§ Input:
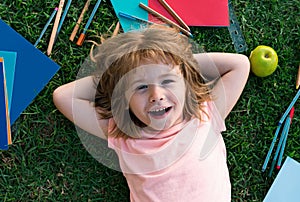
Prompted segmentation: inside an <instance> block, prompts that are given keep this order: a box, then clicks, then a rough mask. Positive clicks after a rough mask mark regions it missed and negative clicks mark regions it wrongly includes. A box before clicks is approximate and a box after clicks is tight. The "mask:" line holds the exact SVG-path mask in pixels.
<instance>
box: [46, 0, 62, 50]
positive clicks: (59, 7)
mask: <svg viewBox="0 0 300 202" xmlns="http://www.w3.org/2000/svg"><path fill="white" fill-rule="evenodd" d="M64 3H65V0H60V2H59V6H58V10H57V14H56V17H55V21H54V25H53V29H52V33H51V36H50V41H49V45H48V49H47V55H50V54H51V52H52V48H53V45H54V41H55V37H56V32H57V28H58V24H59V20H60V17H61V14H62V9H63V7H64Z"/></svg>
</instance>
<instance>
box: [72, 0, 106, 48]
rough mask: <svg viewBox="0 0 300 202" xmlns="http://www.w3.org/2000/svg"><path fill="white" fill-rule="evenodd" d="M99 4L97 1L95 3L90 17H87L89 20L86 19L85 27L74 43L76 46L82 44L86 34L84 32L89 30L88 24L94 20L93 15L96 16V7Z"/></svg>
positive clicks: (88, 26) (93, 15) (99, 4)
mask: <svg viewBox="0 0 300 202" xmlns="http://www.w3.org/2000/svg"><path fill="white" fill-rule="evenodd" d="M100 3H101V0H98V1H97V3H96V5H95V7H94V9H93V11H92V14H91V16H90V17H89V19H88V21H87V23H86V25H85V27H84V28H83V31H82V33H81V34H80V36H79V38H78V40H77V42H76V44H77V45H78V46H81V45H82V43H83V41H84V38H85V33H86V31H87V30H88V28H89V26H90V24H91V22H92V20H93V18H94V16H95V14H96V11H97V10H98V7H99V5H100Z"/></svg>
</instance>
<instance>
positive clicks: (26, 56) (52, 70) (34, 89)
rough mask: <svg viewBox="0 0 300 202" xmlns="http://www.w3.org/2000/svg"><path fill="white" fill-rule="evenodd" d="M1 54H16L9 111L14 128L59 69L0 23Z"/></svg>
mask: <svg viewBox="0 0 300 202" xmlns="http://www.w3.org/2000/svg"><path fill="white" fill-rule="evenodd" d="M0 51H10V52H16V53H17V60H16V66H15V74H14V84H13V93H12V100H11V110H10V121H11V124H13V123H14V122H15V121H16V119H17V118H18V117H19V116H20V114H21V113H22V112H23V111H24V110H25V109H26V108H27V106H28V105H29V104H30V103H31V102H32V101H33V99H34V98H35V97H36V96H37V95H38V93H39V92H40V91H41V90H42V89H43V88H44V87H45V86H46V85H47V83H48V82H49V81H50V79H51V78H52V77H53V76H54V74H55V73H56V72H57V71H58V70H59V68H60V67H59V65H57V64H56V63H55V62H54V61H52V60H51V59H50V58H49V57H48V56H46V55H45V54H44V53H42V52H41V51H40V50H38V49H37V48H36V47H34V46H33V45H32V44H31V43H30V42H29V41H27V40H26V39H25V38H24V37H23V36H21V35H20V34H19V33H17V32H16V31H15V30H14V29H12V28H11V27H10V26H9V25H7V24H6V23H5V22H4V21H2V20H0Z"/></svg>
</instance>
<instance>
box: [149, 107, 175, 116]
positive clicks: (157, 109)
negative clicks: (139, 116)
mask: <svg viewBox="0 0 300 202" xmlns="http://www.w3.org/2000/svg"><path fill="white" fill-rule="evenodd" d="M171 109H172V107H164V108H161V109H155V110H152V111H149V114H150V115H152V116H163V115H164V114H166V113H168V111H170V110H171Z"/></svg>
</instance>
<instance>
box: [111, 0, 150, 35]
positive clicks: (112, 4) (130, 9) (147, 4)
mask: <svg viewBox="0 0 300 202" xmlns="http://www.w3.org/2000/svg"><path fill="white" fill-rule="evenodd" d="M140 2H141V3H144V4H145V5H148V0H139V1H136V0H128V1H124V0H111V3H112V5H113V7H114V10H115V13H116V15H117V17H118V18H119V20H120V23H121V26H122V28H123V30H124V32H128V31H131V30H135V29H140V28H142V25H141V23H140V22H138V21H134V20H130V19H126V18H124V17H120V16H119V12H120V11H121V12H123V13H126V14H129V15H132V16H136V17H139V18H141V19H144V20H148V13H147V11H144V10H143V9H142V8H140V7H139V3H140Z"/></svg>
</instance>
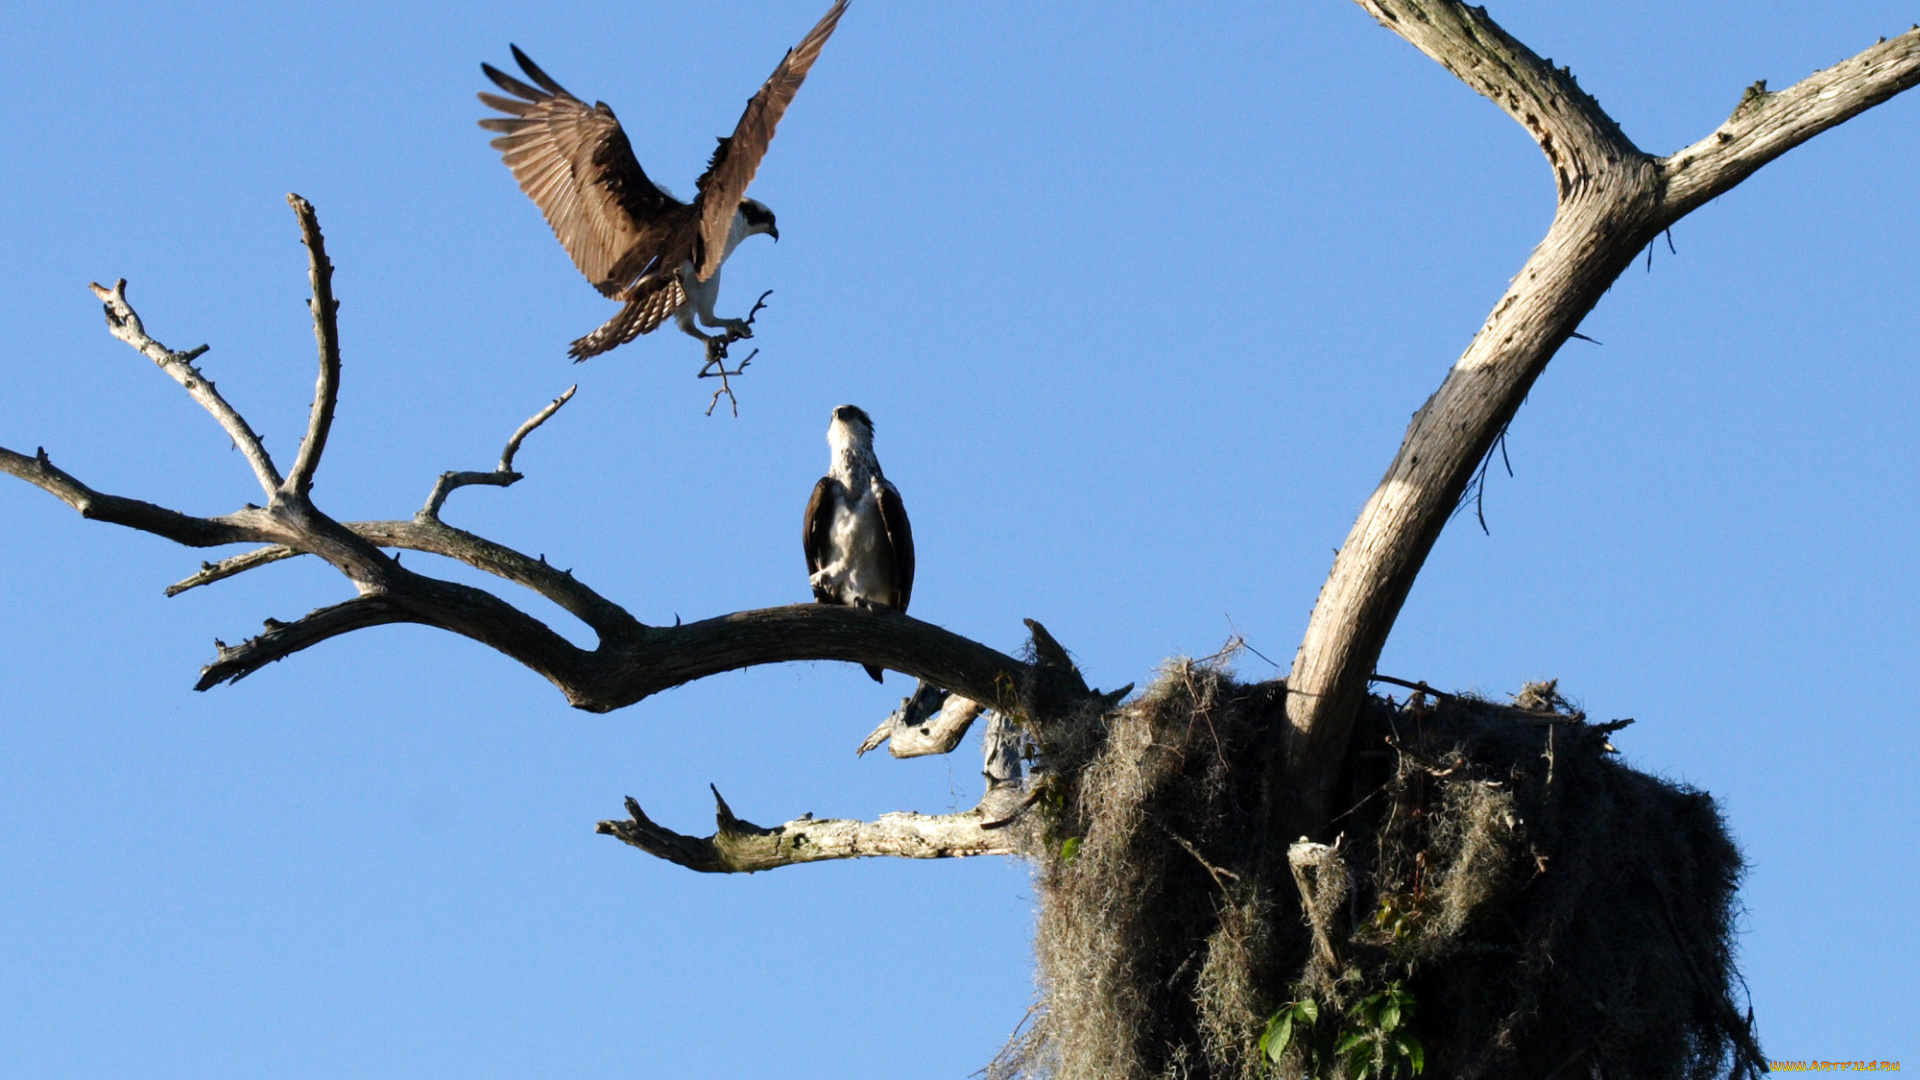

§ Aim of the task: Omit the pictures and reproduce the records above exactly.

§ Expected output:
Prompted segmentation: inside an <instance> block, prompts that are given keep this order: a box, then clicks, then a rough mask. Positive clicks after a rough mask mark regions it missed and negative clicks mark regions it wrongly includes. A box before clicks is approximate and a box after clicks is tight. The "mask:" line holds the exact SVG-path mask in pixels.
<instance>
box: [46, 0, 62, 50]
positive clicks: (59, 7)
mask: <svg viewBox="0 0 300 202" xmlns="http://www.w3.org/2000/svg"><path fill="white" fill-rule="evenodd" d="M64 3H65V0H60V2H59V6H58V10H57V14H56V17H55V21H54V25H53V29H52V33H51V36H50V41H49V45H48V49H47V55H50V54H51V52H52V48H53V45H54V41H55V37H56V32H57V28H58V24H59V20H60V17H61V14H62V9H63V7H64Z"/></svg>
</instance>
<instance>
box: [72, 0, 106, 48]
rough mask: <svg viewBox="0 0 300 202" xmlns="http://www.w3.org/2000/svg"><path fill="white" fill-rule="evenodd" d="M99 4L97 1L95 3L90 17H87L89 20L86 19L85 27L74 43L76 46L82 44L86 34L84 32L89 30L88 24L94 20L93 15L96 16V7Z"/></svg>
positive clicks: (88, 26) (93, 15) (99, 4)
mask: <svg viewBox="0 0 300 202" xmlns="http://www.w3.org/2000/svg"><path fill="white" fill-rule="evenodd" d="M100 3H101V0H98V1H97V3H96V5H95V7H94V9H93V11H92V14H91V16H90V17H89V19H88V21H87V23H86V25H85V27H84V28H83V31H82V33H81V34H80V36H79V38H78V40H77V42H76V44H77V45H78V46H81V45H82V43H83V41H84V38H85V33H86V31H87V30H88V28H89V26H90V24H91V22H92V20H93V18H94V16H95V14H96V11H97V10H98V7H99V5H100Z"/></svg>
</instance>
<instance>
positive clicks: (26, 56) (52, 70) (34, 89)
rough mask: <svg viewBox="0 0 300 202" xmlns="http://www.w3.org/2000/svg"><path fill="white" fill-rule="evenodd" d="M1 54H16L9 111L14 128L59 69L0 23Z"/></svg>
mask: <svg viewBox="0 0 300 202" xmlns="http://www.w3.org/2000/svg"><path fill="white" fill-rule="evenodd" d="M0 51H10V52H16V53H17V60H16V66H15V74H14V84H13V93H12V100H11V110H10V121H11V124H13V123H14V122H15V121H16V119H17V118H18V117H19V116H20V114H21V113H22V112H23V111H24V110H25V109H26V108H27V106H28V105H29V104H30V103H31V102H32V101H33V99H34V98H35V97H36V96H37V95H38V93H39V92H40V91H41V90H42V89H43V88H44V87H45V86H46V85H47V83H48V82H49V81H50V79H51V78H52V77H53V76H54V74H55V73H56V72H57V71H58V70H59V68H60V67H59V65H57V64H56V63H55V62H54V61H52V60H51V59H50V58H49V57H48V56H46V55H45V54H44V53H42V52H41V51H40V50H38V49H37V48H36V47H34V46H33V45H32V44H31V43H30V42H29V41H27V40H26V39H25V38H24V37H23V36H21V35H20V34H19V33H17V32H16V31H15V30H14V29H12V28H11V27H10V26H9V25H7V24H6V23H5V22H4V21H2V20H0Z"/></svg>
</instance>
<instance>
box: [149, 107, 175, 116]
positive clicks: (157, 109)
negative clicks: (139, 116)
mask: <svg viewBox="0 0 300 202" xmlns="http://www.w3.org/2000/svg"><path fill="white" fill-rule="evenodd" d="M171 109H172V107H164V108H161V109H155V110H152V111H149V114H150V115H152V116H163V115H164V114H166V113H168V111H170V110H171Z"/></svg>
</instance>
<instance>
box: [111, 0, 150, 35]
positive clicks: (112, 4) (130, 9) (147, 4)
mask: <svg viewBox="0 0 300 202" xmlns="http://www.w3.org/2000/svg"><path fill="white" fill-rule="evenodd" d="M140 2H141V3H144V4H145V5H148V0H139V1H136V0H128V1H124V0H111V3H112V5H113V7H114V10H115V13H116V15H117V17H118V18H119V20H120V23H121V26H122V28H123V30H124V32H128V31H131V30H135V29H140V28H142V25H141V23H140V22H138V21H134V20H130V19H126V18H124V17H120V16H119V12H120V11H121V12H123V13H126V14H129V15H132V16H136V17H139V18H141V19H144V20H148V13H147V11H144V10H143V9H142V8H140V7H139V3H140Z"/></svg>
</instance>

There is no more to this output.